---------- Okuma metni ----------

Salı, Mayıs 31, 2016

Kılıbık, Maço, Rekabet

Kılıbık erkek, dominantlığı yarışsız ve rekabetsiz olarak kadına veren kişidir.
Maç erkek, dominantlığı yarışsız ve rekabetsiz olanak kadından kendine alan kişidir.
Ben, hem kılıbığım, hem de maçoyum.
Farklı farklı kadınlara kılıbık veya maço olabildiğim gibi, aynı kadına da hem kılıbık, hem de maço olabildim.
Kadınlarla hiç yarışmadım. Hatta kadınlarımı seçmediğim bile söylenebilir. Onlarla karşılaştım, çarpıştım, onlara yapıştım, en son da onlardan koptum.
Kadın-ilişkisinin yarış veya rekabet içermediğini düşünenlerdenim. Hatta eş olarak kadının seçilmediğini düşünenlerdenim. Olacaksa olur işte, o kadar. Öyle de oldu zaten.
2000 sonrasıki ergen ve genç ilişkilerinde, rekabetin idrar yarışı niceliğine ve niteliğine taşındığını gözlüyorum.
Aşktaş-sekstaş, arkadaş veya beyindaş olarak kadınlarla yarışmadım.
Özellikle de beyindaş olabileceklerimle.
Kendimden zeki kadın çok gördüm ve bu bana misler gibi keyif verdi. Sonra onların kendi istekleriyle zekalarını azalttıklarını da gördüm, topluma uyum sağlamak için.
Beyindaş olduklarımla projedaş olabilmek isterdim, hiç olamadım. Projedaş olduklarımla da beyindaş olamadım.

---------- Veri satırları ----------

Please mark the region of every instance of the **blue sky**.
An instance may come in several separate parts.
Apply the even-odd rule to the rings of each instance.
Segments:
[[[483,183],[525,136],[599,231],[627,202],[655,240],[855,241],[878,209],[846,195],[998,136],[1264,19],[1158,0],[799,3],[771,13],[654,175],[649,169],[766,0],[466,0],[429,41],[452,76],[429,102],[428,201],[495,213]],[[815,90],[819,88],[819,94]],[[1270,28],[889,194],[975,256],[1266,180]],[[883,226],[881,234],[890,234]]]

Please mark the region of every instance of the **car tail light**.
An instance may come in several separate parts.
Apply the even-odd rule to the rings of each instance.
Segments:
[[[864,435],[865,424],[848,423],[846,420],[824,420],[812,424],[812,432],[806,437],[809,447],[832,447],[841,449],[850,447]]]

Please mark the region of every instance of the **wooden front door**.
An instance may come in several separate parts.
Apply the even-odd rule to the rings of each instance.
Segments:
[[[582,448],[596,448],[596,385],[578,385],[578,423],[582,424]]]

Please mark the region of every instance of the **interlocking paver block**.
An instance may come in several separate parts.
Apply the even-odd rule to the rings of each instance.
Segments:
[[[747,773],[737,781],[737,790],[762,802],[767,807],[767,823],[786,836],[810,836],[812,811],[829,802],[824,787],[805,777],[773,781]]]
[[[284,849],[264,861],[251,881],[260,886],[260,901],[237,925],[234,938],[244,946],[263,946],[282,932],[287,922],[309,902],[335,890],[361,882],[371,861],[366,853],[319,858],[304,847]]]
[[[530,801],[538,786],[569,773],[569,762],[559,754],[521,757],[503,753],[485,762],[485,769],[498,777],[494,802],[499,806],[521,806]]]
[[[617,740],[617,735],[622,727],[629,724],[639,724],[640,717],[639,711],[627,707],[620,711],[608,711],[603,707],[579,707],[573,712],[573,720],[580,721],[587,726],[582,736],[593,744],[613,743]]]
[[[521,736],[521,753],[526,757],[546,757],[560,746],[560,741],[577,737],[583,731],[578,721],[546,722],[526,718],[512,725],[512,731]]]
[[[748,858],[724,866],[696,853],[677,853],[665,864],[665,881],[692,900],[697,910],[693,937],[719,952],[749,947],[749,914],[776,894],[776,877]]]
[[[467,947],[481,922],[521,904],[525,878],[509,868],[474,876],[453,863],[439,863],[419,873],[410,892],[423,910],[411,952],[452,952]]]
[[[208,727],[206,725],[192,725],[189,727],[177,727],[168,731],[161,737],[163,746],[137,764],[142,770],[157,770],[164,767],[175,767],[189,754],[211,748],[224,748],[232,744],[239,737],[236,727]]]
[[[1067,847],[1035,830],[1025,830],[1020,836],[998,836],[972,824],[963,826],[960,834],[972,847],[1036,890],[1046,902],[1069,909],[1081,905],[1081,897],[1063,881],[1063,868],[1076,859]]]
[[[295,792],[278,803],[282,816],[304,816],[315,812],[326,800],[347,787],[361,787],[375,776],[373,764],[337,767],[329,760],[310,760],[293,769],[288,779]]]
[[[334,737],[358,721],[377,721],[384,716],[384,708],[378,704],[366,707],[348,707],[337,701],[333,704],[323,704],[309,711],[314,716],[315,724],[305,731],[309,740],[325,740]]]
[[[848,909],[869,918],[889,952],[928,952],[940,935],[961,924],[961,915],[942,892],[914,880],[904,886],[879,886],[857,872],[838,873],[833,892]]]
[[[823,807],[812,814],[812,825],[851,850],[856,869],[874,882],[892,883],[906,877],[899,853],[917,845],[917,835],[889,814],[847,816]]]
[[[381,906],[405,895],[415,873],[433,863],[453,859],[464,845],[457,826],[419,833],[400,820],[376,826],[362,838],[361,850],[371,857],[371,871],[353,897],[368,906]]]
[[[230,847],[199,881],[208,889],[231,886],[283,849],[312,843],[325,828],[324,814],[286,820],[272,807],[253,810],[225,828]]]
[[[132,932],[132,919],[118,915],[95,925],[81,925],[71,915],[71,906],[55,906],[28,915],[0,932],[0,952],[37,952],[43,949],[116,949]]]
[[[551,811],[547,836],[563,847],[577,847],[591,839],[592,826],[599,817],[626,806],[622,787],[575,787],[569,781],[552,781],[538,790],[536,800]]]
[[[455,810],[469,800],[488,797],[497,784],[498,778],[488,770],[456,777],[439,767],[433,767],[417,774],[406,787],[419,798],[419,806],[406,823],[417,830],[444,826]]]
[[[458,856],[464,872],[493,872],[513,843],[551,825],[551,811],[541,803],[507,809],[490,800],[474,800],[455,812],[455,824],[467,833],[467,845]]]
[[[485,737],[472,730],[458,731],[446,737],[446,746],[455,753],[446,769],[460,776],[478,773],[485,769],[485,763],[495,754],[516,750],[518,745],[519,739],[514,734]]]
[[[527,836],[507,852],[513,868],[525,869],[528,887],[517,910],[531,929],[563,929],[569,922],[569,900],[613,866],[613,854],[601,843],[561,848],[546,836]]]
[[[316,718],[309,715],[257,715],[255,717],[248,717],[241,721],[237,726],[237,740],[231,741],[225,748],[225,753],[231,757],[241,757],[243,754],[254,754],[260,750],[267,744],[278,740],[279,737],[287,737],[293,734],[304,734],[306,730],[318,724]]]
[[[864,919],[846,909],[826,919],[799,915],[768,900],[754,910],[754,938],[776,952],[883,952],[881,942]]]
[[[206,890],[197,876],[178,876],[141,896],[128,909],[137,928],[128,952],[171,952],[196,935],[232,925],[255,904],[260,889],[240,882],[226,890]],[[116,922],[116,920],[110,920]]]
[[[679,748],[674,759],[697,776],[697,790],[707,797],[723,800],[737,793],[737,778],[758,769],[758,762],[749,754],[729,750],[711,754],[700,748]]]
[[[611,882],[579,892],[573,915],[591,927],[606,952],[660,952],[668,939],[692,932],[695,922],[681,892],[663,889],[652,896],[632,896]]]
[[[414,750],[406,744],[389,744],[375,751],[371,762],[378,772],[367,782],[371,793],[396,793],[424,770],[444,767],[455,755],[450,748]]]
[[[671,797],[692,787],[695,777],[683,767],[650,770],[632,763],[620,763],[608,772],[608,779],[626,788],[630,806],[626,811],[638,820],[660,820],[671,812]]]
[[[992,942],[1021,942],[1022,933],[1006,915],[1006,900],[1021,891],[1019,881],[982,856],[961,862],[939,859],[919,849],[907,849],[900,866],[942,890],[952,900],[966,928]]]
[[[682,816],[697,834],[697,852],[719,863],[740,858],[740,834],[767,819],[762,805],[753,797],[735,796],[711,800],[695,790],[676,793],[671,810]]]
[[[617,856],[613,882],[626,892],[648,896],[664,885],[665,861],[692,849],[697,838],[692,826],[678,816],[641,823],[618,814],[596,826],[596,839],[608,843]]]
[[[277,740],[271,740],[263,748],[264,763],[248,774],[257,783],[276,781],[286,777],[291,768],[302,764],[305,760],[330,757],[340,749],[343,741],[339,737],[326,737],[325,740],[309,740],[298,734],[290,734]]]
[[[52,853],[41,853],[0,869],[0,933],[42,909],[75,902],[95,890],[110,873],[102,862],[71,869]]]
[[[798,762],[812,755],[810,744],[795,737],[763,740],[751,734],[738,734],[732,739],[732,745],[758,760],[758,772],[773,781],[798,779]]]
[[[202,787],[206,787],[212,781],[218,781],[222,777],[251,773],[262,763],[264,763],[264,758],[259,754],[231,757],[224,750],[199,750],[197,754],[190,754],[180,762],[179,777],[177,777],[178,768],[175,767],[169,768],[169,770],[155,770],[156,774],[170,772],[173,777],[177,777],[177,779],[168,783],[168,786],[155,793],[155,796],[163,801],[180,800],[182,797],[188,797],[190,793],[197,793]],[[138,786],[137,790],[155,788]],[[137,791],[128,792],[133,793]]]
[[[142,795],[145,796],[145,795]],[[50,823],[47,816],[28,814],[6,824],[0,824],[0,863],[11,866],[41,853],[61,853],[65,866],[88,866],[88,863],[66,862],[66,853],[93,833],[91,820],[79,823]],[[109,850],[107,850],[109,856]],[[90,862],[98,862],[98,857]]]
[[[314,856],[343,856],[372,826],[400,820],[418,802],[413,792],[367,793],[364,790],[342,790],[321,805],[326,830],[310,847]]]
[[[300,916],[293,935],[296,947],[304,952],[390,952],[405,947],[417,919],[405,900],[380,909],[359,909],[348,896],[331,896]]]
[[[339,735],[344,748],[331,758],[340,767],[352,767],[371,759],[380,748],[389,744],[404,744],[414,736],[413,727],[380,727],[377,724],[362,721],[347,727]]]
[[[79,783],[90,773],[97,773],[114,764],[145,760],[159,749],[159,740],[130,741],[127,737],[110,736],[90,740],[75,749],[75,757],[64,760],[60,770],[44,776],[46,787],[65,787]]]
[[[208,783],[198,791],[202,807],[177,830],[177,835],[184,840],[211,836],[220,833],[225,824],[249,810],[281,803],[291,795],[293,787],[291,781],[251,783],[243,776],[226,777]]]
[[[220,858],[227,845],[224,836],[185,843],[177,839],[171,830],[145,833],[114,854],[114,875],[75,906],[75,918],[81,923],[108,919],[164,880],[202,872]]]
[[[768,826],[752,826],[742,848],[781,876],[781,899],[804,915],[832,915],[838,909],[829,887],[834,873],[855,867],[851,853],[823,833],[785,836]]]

----------

> Kısa alıştırma: Yukarıdaki kılıbıklık, maçoluk ve rekabet üzerine yazıyı son cümlesinden itibaren sürdürün.

> Çıktı:
Proje, yarış veya rekabet yerine, işbirliği ve işbölümü isteyen bir şey.
Zaten evlilik de / eşlilik de bir proje. Kimi zaman her iki kişiden de alan ve vermeyen bir proje ki çocuk yapmak böyle bir şey zaten. Çocuksuzluktan çocuğun evden gitmesine kadar olan 25 yılda çook eksilirsiniz, her iki taraf olarak da.
Kılıbık ve maço olmanın çelişip çelişmemesine gelince:
Statü ve rol gibi bir şey bu. Topun gelişine vurmak gibi bir şey bu. Doğaçlama gibi bir şey bu.
Üstelik, her ikisi de keyifli.
Keyifsiz olan yarışmak ve rekabet.
Zaten, başka erkeklerle de partnerlerim için yarışmayı hiç yeğlemedim. Rakibim olunca uzaklaştım. Yine de 20 partnerim oldu. Kültürel olarak buna olanak sağlayan ortamlarda yaşadım hep.
Dolayısıyla, tüm bu saydıklarımın hepsinde demokrasiyi ve oto-anarşist özgürlüğü savunurum.
Dışında da...

(28 Mayıs 2016)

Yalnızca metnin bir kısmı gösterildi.